> **What to work on**: Return every one of the entries below exactly as it stands, but omit the pictures.

A block of data
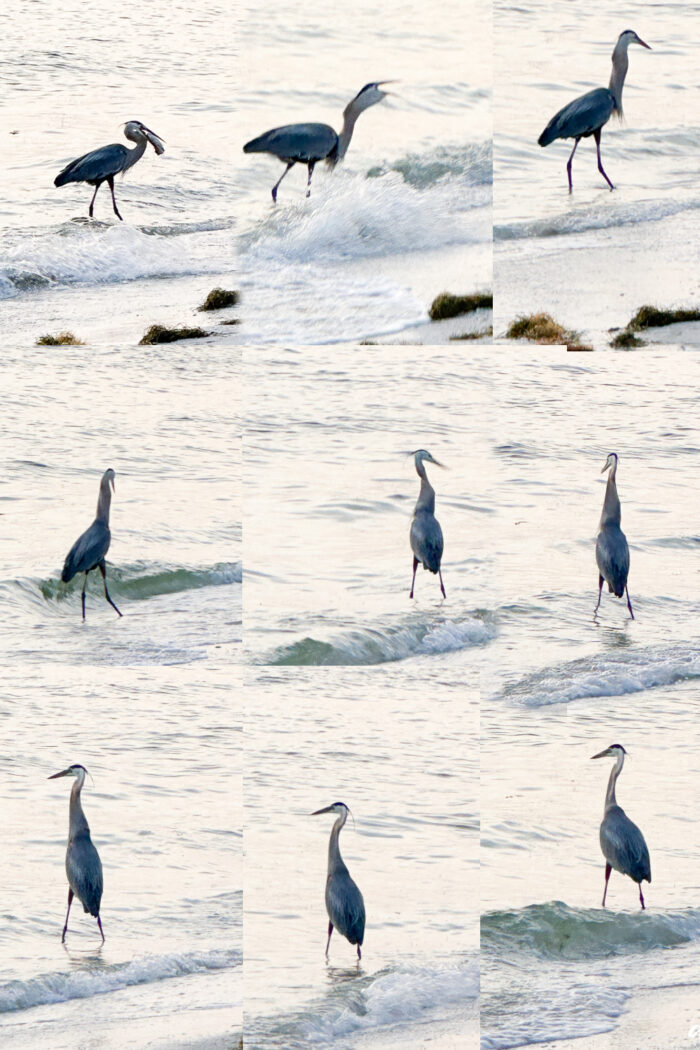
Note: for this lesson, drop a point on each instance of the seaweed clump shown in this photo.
(158, 333)
(62, 339)
(472, 335)
(446, 305)
(626, 339)
(219, 298)
(652, 317)
(543, 329)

> **Output below**:
Note: for this lesson, drop a point on each instance of the seaweed clump shown in this photo.
(158, 333)
(62, 339)
(472, 335)
(446, 305)
(626, 339)
(219, 298)
(652, 317)
(543, 329)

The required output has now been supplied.